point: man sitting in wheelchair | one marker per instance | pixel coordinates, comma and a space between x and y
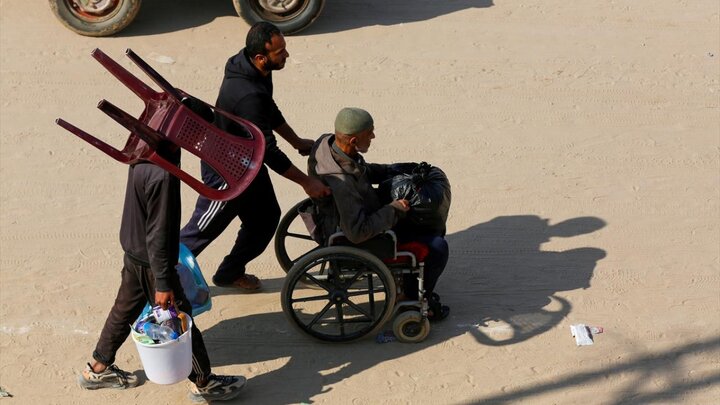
356, 207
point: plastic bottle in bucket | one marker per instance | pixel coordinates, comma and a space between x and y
160, 333
169, 362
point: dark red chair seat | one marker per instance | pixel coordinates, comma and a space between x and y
166, 118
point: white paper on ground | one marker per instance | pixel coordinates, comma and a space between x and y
581, 334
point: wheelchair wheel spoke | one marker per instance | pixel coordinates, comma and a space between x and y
369, 293
308, 299
298, 236
340, 317
357, 308
317, 282
319, 315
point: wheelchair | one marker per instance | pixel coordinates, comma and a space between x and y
340, 291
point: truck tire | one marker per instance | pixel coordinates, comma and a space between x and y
95, 18
290, 16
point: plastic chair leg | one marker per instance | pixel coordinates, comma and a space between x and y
147, 134
138, 87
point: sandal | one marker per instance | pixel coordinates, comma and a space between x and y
437, 311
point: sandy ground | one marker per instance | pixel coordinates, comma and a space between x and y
581, 141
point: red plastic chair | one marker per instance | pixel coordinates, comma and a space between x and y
236, 159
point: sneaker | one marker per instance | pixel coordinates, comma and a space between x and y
218, 388
111, 377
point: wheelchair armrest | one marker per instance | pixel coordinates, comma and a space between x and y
383, 245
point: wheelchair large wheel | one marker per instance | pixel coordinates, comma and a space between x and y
292, 240
410, 327
352, 294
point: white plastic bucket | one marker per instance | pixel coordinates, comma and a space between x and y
167, 363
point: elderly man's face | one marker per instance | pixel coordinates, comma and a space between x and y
277, 54
363, 140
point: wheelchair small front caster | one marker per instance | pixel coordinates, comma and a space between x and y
411, 327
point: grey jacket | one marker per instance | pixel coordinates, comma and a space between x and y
354, 206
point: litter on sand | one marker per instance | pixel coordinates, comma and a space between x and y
583, 334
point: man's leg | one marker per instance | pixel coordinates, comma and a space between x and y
128, 305
210, 218
259, 212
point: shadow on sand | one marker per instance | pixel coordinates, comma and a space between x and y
163, 16
496, 271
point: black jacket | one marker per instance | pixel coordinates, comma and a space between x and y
150, 229
245, 92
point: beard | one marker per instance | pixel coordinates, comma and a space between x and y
270, 65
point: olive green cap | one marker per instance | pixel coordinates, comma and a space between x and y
351, 121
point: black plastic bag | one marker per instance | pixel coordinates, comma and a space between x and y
427, 189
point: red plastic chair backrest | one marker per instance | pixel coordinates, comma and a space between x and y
235, 158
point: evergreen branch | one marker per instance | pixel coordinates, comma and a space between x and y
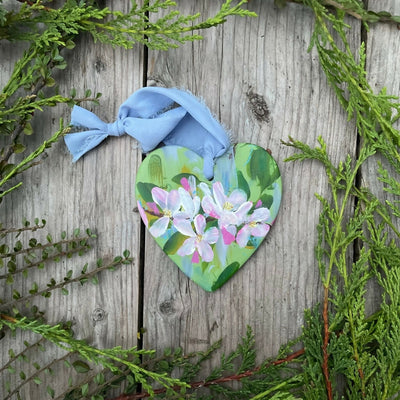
325, 365
108, 358
357, 11
205, 383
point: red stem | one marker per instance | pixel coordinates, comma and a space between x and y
325, 368
195, 385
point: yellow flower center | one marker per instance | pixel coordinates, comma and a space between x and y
227, 206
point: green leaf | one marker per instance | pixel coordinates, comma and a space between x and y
242, 184
50, 82
263, 168
81, 367
37, 380
28, 130
50, 391
144, 190
226, 274
177, 178
19, 148
85, 389
280, 3
174, 243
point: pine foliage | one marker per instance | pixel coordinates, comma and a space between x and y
345, 351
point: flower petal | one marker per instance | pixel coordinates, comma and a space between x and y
184, 226
188, 247
205, 251
210, 207
205, 189
227, 236
196, 203
243, 236
242, 211
195, 258
153, 207
260, 215
186, 201
185, 184
200, 224
212, 235
228, 218
219, 194
160, 196
143, 214
192, 184
159, 227
173, 201
237, 197
260, 230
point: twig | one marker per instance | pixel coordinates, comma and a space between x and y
44, 246
231, 378
51, 258
325, 368
6, 231
60, 285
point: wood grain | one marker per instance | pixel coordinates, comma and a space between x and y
261, 83
95, 192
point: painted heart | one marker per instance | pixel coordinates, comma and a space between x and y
209, 228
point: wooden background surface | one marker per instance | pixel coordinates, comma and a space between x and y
262, 61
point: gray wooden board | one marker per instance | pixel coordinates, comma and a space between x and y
258, 79
236, 65
96, 192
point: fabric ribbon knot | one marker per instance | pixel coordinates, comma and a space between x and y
116, 128
155, 115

------------------------------------------------

» **GIVEN TASK**
Convert every line of the records above into a numbered list, skipping blank lines and leaving out the pictures.

» **EXERCISE ANSWER**
1. point: man sitting in wheelchair | one marker per instance | pixel coordinates, comma and a space between x and y
2. 356, 207
3. point: plastic bottle in bucket | one marker per instance | pixel coordinates, comma and a space between x and y
4. 160, 333
5. 169, 362
6. point: dark red chair seat | one marker per instance | pixel coordinates, comma and a space between x and y
7. 166, 118
8. point: white paper on ground | one marker per instance | pixel coordinates, comma and a space between x and y
9. 581, 334
10. point: wheelchair wheel spoke | one marker per instance | pixel coordinates, comma and a space between x and y
11. 369, 293
12. 308, 299
13. 298, 236
14. 340, 317
15. 357, 308
16. 317, 282
17. 319, 315
18. point: wheelchair | one marker per instance | pixel coordinates, comma and a space between x and y
19. 340, 291
20. point: truck tire | one marker per instance | pixel coordinates, comma and a space between x and y
21. 95, 18
22. 290, 16
23. point: plastic chair leg | one marker per instance | pixel coordinates, comma and a space between x and y
24. 147, 134
25. 138, 87
26. point: sandal | one marker per instance | pixel coordinates, comma and a space between x and y
27. 437, 311
28. point: sandy ground | one marker per instance | pixel coordinates, comma and a space between x and y
29. 581, 141
30. point: red plastic chair | one marker per instance | pixel coordinates, comma and a space between x and y
31. 236, 159
32. point: sneaker | one marker per instance | pixel coordinates, comma and a space between x and y
33. 218, 388
34. 111, 377
35. point: wheelchair armrest | one marker per instance | pixel coordinates, comma and a space between x and y
36. 383, 245
37. point: wheelchair large wheel | one marker per instance | pixel coordinates, comma and a space between x and y
38. 292, 240
39. 410, 327
40. 352, 294
41. point: white plastic bucket | one marker per instance | pixel coordinates, comma and a space between x and y
42. 167, 363
43. point: elderly man's face | one marker per instance | pixel coordinates, comma and a space between x and y
44. 277, 54
45. 363, 140
46. point: wheelchair small front caster | one marker per instance | pixel coordinates, comma and a space between x and y
47. 411, 327
48. point: grey jacket | one marker per instance | pixel coordinates, comma and a space between x and y
49. 354, 206
50. point: litter on sand | one marker per instance | pixel coordinates, comma and a space between x and y
51. 583, 334
52. point: man's leg | one marker per instance | pixel coordinates, comma and a space between x and y
53. 128, 305
54. 210, 218
55. 259, 212
56. point: shadow on sand | one marker per instance | pixel coordinates, comma and a space between x and y
57. 163, 16
58. 496, 271
59. point: black jacket | one marker per instance | pixel coordinates, comma and a space between x and y
60. 150, 229
61. 245, 92
62. point: beard | one marker per instance | pixel coordinates, comma and a space between x and y
63. 270, 65
64. point: olive green cap | one marker per instance | pixel coordinates, comma and a space between x and y
65. 351, 121
66. point: black plastic bag | one marker per instance | pixel coordinates, comma and a space between x and y
67. 427, 189
68. point: red plastic chair backrest | one marker per instance | pixel coordinates, comma and a space between x and y
69. 235, 158
70. point: evergreen branch | one marker per instance | pixel coordinates, comma and a space between x and y
71. 325, 365
72. 108, 358
73. 357, 11
74. 205, 383
75. point: red stem | one marker per instance | pixel coordinates, comma and a space between x and y
76. 325, 368
77. 195, 385
78. point: yellow flower center | one marker per instance | pixel coordinates, comma and a space between x and y
79. 227, 206
80. point: green leaf | one marker per instance | pixel coordinates, comma and a space between x and y
81. 242, 184
82. 50, 82
83. 263, 168
84. 81, 367
85. 37, 380
86. 28, 130
87. 50, 391
88. 144, 190
89. 226, 274
90. 177, 178
91. 19, 148
92. 85, 389
93. 280, 3
94. 174, 243
95. point: pine foliage | one marker per instance | pixel coordinates, comma and a space between x and y
96. 345, 351
97. point: flower petal | one marker per instance | pixel coordinates, comma and a space between x and y
98. 184, 226
99. 188, 247
100. 205, 251
101. 210, 207
102. 205, 189
103. 227, 236
104. 196, 203
105. 243, 236
106. 242, 211
107. 195, 258
108. 153, 207
109. 260, 215
110. 186, 201
111. 185, 184
112. 200, 224
113. 212, 235
114. 228, 218
115. 219, 194
116. 160, 196
117. 143, 214
118. 192, 184
119. 159, 227
120. 173, 201
121. 237, 197
122. 260, 230
123. point: twig | one marker per instance | pixel coordinates, comma and a space between x and y
124. 44, 246
125. 231, 378
126. 51, 258
127. 325, 368
128. 6, 231
129. 60, 285
130. point: wood grain | one marker per instance | pixel coordinates, comma and a space between x and y
131. 261, 83
132. 95, 192
133. point: painted heart | one marker per instance | pixel coordinates, comma and a space between x and y
134. 209, 228
135. point: wooden background surface | one marker per instance | pixel coordinates, comma and a space between x and y
136. 262, 61
137. point: gray wooden board | one marker per instance | pixel coordinates, comma and a space between x and y
138. 258, 79
139. 236, 65
140. 96, 192
141. point: fabric ribbon knot | one marker per instance | pixel coordinates, comma and a space between x and y
142. 116, 128
143. 155, 115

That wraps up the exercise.